Pouvez-vous recopier ces enregistrements en substituant « provided » à « supplied » partout où ce mot apparaît, sans rien changer d'autre ?

#### Données fournies:
- - -
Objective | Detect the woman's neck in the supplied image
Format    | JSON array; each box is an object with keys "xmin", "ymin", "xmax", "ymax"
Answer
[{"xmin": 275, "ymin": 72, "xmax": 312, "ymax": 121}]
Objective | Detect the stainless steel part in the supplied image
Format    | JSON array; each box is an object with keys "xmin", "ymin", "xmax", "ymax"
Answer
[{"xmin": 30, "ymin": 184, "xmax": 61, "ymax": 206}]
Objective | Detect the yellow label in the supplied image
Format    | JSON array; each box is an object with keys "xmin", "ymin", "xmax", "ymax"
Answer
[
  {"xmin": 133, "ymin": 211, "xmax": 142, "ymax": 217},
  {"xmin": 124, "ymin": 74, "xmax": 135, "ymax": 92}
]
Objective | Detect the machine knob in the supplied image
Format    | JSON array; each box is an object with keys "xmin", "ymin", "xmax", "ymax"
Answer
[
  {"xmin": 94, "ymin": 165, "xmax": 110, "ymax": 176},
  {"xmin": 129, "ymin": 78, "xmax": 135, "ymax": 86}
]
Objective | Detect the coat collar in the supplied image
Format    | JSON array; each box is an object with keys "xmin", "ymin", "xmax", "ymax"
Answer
- - -
#### Solution détaillée:
Objective | Detect the woman's neck in the provided image
Format    | JSON array; each box is an object with keys "xmin", "ymin", "xmax", "ymax"
Answer
[{"xmin": 275, "ymin": 72, "xmax": 312, "ymax": 121}]
Objective | Detect the stainless steel part in the provided image
Format    | JSON array; each box is an object with keys "xmin", "ymin", "xmax", "ymax"
Answer
[{"xmin": 30, "ymin": 184, "xmax": 61, "ymax": 206}]
Objective | Detect the yellow label in the provided image
Format    | JSON array; each box is an object with keys "xmin", "ymin", "xmax", "ymax"
Answer
[
  {"xmin": 133, "ymin": 211, "xmax": 142, "ymax": 217},
  {"xmin": 124, "ymin": 74, "xmax": 135, "ymax": 92}
]
Objective | Detect the machine knob in the provided image
Format    | JSON array; each box is an object with keys "xmin", "ymin", "xmax", "ymax"
Answer
[
  {"xmin": 94, "ymin": 165, "xmax": 110, "ymax": 176},
  {"xmin": 129, "ymin": 78, "xmax": 135, "ymax": 86}
]
Objective | Detect the coat collar in the provided image
Format    | JSON array; each box is an object with keys "xmin", "ymin", "xmax", "ymax"
Answer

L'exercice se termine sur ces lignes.